+++ Input records

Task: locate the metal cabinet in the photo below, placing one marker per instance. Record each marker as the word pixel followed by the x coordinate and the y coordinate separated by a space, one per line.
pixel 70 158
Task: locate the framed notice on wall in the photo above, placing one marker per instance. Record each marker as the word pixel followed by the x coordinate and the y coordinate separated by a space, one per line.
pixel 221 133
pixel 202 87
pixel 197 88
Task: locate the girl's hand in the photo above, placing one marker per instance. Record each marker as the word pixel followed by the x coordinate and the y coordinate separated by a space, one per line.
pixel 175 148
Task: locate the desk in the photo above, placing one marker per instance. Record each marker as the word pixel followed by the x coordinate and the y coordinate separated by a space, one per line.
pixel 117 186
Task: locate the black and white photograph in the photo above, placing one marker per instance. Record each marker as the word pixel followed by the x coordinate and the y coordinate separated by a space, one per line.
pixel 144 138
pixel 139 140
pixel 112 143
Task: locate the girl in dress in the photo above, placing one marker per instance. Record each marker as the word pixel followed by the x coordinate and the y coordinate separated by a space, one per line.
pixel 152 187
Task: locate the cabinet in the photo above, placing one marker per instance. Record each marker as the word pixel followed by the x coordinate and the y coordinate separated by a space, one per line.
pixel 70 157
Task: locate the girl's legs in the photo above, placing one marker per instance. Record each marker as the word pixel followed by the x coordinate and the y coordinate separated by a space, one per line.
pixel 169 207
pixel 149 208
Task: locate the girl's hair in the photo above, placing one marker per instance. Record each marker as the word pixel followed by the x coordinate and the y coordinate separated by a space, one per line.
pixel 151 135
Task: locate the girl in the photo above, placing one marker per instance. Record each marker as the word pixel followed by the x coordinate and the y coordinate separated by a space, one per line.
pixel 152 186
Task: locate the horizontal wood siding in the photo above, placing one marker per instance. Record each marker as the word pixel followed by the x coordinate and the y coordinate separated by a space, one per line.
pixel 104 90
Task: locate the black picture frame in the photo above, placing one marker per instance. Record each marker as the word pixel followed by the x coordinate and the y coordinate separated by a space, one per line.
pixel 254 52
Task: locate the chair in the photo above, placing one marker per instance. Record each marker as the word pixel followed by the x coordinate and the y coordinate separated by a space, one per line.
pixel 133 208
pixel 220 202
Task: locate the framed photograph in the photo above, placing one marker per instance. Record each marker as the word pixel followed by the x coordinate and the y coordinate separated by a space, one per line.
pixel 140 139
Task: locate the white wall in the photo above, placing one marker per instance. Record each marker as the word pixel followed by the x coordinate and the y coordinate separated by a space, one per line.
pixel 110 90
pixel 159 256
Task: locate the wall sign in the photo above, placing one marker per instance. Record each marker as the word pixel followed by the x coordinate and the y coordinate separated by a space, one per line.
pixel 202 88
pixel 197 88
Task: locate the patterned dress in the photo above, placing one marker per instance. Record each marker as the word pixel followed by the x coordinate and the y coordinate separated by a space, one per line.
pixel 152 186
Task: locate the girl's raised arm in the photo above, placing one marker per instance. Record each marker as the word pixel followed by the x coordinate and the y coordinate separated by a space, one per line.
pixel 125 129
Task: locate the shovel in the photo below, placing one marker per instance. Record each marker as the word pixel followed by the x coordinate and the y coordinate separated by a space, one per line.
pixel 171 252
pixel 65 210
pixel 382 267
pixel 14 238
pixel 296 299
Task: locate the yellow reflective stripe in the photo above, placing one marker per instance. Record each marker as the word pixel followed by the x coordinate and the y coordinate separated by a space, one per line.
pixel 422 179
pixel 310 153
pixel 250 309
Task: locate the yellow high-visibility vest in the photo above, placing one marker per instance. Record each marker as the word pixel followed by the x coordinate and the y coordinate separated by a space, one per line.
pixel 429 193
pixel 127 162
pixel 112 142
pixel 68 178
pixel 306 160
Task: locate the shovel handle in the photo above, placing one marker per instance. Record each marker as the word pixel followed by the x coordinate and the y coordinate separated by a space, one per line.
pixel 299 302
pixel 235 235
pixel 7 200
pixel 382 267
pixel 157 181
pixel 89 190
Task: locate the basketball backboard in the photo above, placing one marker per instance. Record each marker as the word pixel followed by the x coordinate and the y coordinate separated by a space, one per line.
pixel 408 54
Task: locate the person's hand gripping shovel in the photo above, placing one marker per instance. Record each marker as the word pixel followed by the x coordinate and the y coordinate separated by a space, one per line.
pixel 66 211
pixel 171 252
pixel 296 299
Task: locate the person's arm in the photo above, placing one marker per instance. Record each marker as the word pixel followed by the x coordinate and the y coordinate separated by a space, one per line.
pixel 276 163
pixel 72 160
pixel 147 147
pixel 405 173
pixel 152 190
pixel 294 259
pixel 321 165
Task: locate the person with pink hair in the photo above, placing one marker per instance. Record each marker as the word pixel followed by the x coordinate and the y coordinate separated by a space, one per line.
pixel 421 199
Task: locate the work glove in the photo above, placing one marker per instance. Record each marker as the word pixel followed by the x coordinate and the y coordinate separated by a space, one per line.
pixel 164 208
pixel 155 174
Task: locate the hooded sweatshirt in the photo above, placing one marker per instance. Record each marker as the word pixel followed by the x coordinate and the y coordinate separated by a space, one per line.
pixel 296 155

++++++

## [Short problem]
Set out exactly the run of lines that begins at the line holding "Task: locate the yellow high-visibility" and ends at the last line of the data.

## [Exercise solution]
Task: locate the yellow high-visibility vest in the photo above, placing one marker per instance. Record each marker as the word pixel followed by the x coordinate and the y coordinate separated by a space, one per line.
pixel 429 193
pixel 127 162
pixel 112 142
pixel 68 178
pixel 306 160
Task: locate the shovel handle in the photo above, placing one marker per instance. Record each marker as the word pixel followed by the x coordinate and the y coordinate separated by a space, one per line.
pixel 299 302
pixel 235 235
pixel 7 200
pixel 382 267
pixel 157 181
pixel 89 190
Task: locate the basketball backboard in the photo above, placing one marker per instance. Record each marker as the word pixel followed by the x coordinate and the y coordinate separated by a space, one per line.
pixel 408 54
Task: locate the person's hand gripping shovel in the photo above, placing one marker per instance. Record each marker as the word pixel followed by the x coordinate and the y coordinate separated by a space, one per line.
pixel 66 211
pixel 171 252
pixel 296 299
Task: locate the person's arm in the photo above, placing one marker per instance. Record each marker as the word pixel followed by the x coordinate and the y coordinate separated by a space, one per line.
pixel 276 163
pixel 72 160
pixel 147 147
pixel 405 173
pixel 152 190
pixel 294 259
pixel 321 165
Task: locate the person with pink hair in the photo above, placing one marker per instance. Record each marker as the word pixel followed by the x coordinate and the y coordinate separated by a space, one per line.
pixel 421 199
Task: locate the work glove in the photo above, placing one marker per instance. Record each marker as the word pixel followed by the x coordinate and the y coordinate separated by a space, one per line.
pixel 164 208
pixel 155 174
Task: locate the hooded sweatshirt in the photo above, placing one marker per instance. Record each marker as the word pixel followed by the x coordinate and the y coordinate separated by a space, one per line.
pixel 296 155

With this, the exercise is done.